SHORT EXERCISE:
Pull out every line of the listing that contains the word "green". Case counts.

(Data entries)

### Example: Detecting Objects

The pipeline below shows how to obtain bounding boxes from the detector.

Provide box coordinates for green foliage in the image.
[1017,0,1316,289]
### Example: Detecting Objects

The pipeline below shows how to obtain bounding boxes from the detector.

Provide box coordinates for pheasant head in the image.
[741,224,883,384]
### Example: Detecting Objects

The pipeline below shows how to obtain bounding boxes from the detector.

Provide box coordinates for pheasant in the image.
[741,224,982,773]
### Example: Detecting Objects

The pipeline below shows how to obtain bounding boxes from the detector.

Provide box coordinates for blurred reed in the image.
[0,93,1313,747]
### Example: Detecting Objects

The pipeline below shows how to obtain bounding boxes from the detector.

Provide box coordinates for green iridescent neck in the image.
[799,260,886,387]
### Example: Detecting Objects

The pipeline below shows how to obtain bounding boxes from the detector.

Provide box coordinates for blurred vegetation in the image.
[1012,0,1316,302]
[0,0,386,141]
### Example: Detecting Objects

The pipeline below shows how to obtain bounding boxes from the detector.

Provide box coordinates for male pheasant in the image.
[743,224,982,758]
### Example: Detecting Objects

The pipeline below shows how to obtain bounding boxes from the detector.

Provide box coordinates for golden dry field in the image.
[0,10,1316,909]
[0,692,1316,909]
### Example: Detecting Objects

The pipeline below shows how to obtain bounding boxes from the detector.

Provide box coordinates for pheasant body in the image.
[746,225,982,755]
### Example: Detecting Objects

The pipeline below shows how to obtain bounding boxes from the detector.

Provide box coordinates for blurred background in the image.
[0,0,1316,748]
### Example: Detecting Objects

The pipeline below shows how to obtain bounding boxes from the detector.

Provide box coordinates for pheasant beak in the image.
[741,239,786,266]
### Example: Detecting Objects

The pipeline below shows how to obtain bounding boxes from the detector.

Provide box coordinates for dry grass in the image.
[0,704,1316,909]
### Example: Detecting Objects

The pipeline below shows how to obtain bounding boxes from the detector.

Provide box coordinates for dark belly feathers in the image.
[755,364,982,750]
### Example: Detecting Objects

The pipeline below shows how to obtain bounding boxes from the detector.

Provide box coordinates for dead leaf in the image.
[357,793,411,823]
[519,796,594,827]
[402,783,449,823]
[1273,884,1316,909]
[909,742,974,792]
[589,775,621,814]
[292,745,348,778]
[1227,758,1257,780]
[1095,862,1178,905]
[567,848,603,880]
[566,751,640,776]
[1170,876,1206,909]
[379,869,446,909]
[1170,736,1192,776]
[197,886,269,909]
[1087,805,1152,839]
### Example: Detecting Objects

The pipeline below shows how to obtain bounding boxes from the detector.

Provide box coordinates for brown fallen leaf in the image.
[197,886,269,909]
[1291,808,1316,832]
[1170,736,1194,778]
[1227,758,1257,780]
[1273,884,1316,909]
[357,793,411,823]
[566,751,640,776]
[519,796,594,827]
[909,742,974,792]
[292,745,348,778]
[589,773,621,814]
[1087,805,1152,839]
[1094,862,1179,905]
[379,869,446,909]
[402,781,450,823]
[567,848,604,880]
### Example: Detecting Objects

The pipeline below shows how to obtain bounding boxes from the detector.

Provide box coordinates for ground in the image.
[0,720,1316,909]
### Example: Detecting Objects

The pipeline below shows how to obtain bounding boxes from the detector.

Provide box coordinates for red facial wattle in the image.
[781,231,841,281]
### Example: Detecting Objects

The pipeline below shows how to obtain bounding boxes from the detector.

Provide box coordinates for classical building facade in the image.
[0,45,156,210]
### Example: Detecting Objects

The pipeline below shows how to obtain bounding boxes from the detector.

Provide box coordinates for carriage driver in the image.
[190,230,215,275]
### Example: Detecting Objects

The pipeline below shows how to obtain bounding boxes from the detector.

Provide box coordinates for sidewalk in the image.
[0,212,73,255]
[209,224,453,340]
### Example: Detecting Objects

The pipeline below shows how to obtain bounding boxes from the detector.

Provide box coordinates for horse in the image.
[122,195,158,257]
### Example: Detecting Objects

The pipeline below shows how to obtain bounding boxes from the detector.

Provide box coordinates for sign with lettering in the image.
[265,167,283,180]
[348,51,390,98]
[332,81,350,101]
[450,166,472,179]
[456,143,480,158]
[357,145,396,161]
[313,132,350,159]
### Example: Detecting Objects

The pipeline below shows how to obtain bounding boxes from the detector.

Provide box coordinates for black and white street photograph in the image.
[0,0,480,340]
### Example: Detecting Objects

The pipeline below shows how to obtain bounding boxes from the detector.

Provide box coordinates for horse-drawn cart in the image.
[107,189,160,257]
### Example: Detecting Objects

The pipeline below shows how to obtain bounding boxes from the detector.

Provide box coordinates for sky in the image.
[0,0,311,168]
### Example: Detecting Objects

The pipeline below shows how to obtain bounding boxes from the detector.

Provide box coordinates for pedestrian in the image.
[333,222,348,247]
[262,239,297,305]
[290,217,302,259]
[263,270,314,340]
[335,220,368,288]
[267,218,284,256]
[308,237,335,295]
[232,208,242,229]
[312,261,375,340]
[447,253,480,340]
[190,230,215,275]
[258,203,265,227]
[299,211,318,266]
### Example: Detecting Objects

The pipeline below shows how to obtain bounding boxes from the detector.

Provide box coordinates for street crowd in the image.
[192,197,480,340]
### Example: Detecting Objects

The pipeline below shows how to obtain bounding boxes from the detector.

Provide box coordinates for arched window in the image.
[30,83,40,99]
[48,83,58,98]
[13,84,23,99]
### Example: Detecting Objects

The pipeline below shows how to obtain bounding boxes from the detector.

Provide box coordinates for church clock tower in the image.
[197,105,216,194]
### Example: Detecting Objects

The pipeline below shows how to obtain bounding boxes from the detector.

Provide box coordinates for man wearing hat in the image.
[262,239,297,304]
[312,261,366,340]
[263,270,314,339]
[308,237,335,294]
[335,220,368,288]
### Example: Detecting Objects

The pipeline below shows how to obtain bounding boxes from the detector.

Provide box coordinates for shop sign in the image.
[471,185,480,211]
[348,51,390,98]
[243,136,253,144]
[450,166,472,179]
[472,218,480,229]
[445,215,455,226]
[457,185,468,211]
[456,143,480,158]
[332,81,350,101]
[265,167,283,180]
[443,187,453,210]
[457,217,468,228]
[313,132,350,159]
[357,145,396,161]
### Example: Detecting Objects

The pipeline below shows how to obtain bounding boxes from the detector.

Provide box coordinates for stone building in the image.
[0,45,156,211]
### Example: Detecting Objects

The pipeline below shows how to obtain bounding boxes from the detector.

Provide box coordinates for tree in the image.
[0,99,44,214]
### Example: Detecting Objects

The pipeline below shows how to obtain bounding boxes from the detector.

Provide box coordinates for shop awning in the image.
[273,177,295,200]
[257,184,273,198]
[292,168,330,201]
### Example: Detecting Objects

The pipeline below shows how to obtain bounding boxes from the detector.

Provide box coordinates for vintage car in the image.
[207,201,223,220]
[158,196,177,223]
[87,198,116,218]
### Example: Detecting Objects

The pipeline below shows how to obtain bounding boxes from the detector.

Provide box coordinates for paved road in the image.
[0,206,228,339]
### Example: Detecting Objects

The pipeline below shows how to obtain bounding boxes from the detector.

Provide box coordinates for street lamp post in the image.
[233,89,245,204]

FINISHED ANSWER:
Provide box coordinates for green foliage in the image.
Provide box coordinates for green iridescent neck in the image.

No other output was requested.